Provided data Start Marker

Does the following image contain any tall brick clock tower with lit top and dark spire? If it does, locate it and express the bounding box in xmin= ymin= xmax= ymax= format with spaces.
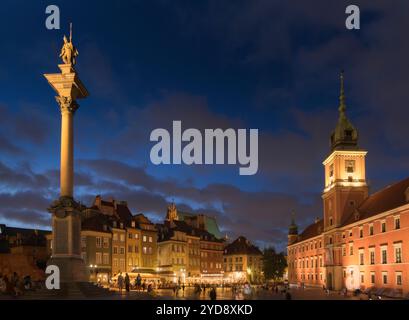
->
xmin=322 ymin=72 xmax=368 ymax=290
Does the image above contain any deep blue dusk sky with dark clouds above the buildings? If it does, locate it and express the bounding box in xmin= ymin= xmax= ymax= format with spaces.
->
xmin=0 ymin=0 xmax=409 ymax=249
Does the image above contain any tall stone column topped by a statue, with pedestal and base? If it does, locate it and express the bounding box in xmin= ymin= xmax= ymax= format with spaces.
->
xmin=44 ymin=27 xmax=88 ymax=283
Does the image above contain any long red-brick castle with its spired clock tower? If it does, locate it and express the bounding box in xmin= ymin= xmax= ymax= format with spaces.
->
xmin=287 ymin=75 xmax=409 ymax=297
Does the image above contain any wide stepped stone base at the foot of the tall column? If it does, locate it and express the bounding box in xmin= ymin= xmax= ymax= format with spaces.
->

Provided data End Marker
Provided data Start Marker

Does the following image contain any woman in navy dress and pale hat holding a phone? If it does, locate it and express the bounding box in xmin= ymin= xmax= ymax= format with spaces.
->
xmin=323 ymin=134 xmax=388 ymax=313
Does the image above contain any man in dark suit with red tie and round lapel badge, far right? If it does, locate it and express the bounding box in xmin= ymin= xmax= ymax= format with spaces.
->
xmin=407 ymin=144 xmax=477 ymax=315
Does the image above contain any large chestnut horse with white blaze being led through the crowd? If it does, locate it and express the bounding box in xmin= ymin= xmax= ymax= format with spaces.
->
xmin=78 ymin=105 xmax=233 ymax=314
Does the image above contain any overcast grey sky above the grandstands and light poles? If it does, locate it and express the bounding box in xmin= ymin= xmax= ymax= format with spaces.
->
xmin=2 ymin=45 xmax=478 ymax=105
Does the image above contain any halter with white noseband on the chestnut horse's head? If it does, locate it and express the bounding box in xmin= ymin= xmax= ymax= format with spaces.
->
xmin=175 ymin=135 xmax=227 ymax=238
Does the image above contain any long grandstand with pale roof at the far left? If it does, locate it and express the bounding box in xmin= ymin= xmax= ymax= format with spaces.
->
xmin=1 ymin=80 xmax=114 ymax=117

Provided data End Marker
Provided data Start Marker

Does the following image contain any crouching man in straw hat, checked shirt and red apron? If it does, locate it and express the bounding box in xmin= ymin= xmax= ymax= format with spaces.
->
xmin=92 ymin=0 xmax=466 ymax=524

Provided data End Marker

Copy every line of the material in which the word "long" occurs.

Answer for this exercise:
Does the image above contain any long red-brick castle with its spired clock tower? If it does, locate it and express the bounding box in xmin= ymin= xmax= ymax= format with spaces.
Does the image above contain any long grandstand with pale roof at the far left? If it does, locate it and express the bounding box in xmin= ymin= xmax= ymax= format with spaces.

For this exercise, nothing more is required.